§ Oggetto del compito:
Individua negli elementi riportati sotto ogni riga che contiene la stringa "Query" e copiala. Il confronto distingue tra maiuscole e minuscole.

[Dati di annotazione a punti]
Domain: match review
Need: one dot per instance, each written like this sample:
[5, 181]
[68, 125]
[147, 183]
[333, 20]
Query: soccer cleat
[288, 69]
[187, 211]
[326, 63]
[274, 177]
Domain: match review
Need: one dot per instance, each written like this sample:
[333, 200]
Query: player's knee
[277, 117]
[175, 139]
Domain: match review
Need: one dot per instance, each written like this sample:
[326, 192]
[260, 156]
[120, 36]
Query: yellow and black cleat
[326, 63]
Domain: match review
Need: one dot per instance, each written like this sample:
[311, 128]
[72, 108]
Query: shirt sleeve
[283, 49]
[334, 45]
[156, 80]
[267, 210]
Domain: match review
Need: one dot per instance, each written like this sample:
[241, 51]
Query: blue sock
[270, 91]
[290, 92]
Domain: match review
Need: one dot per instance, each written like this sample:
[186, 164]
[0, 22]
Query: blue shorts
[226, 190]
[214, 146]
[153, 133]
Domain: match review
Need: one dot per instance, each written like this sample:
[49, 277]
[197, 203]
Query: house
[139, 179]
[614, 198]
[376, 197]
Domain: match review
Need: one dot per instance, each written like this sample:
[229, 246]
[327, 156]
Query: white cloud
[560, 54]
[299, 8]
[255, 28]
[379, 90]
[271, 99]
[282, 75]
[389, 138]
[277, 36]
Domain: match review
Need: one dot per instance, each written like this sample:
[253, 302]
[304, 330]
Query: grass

§ Output completo:
Query: soccer cleat
Query: player's knee
Query: yellow and black cleat
Query: shirt sleeve
Query: blue sock
Query: blue shorts
Query: house
Query: white cloud
Query: grass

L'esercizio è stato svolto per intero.